<<<<

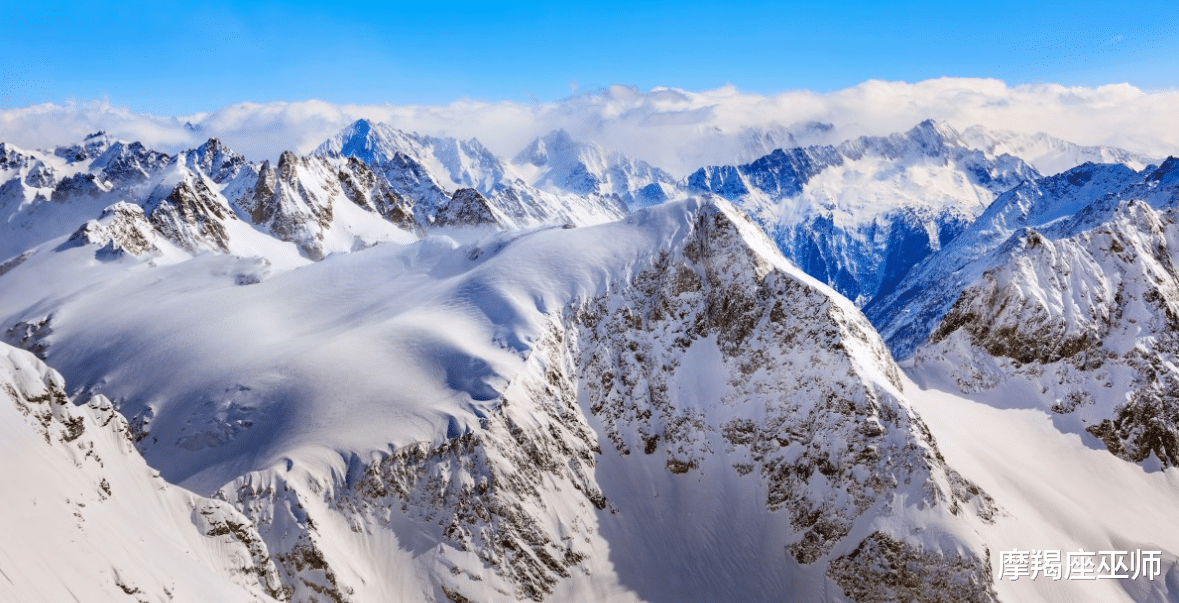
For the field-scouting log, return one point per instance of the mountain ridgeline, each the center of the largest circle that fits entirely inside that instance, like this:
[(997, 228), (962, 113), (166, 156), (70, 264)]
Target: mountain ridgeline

>>>>
<<<<

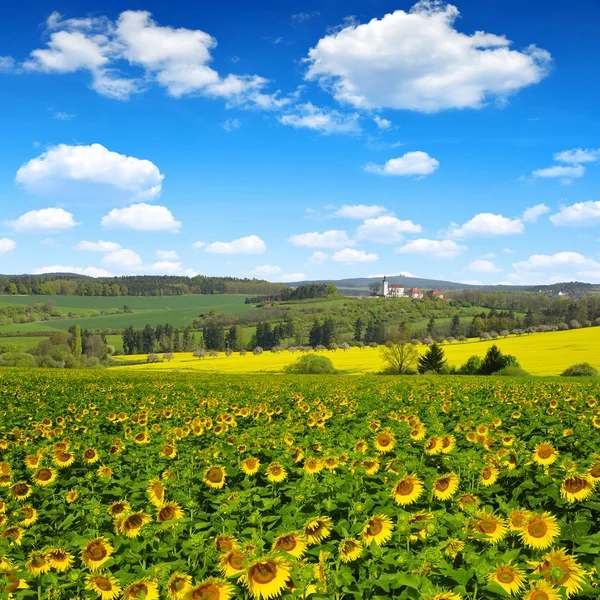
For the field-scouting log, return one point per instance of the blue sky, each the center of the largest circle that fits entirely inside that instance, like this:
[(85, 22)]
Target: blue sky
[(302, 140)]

>>>>

## [Work request]
Identify every line above that includes the word "fits", and show those lines.

## [Exercise response]
For the field-scouting log, return one point per instance of the mountain ridgeline, each the center of the largest circle that fits entirely inside that instance, like this:
For the field-scouting log, return one point per instance of the blue sky, each the center of the largest circle that fits entirely inside that instance, like this:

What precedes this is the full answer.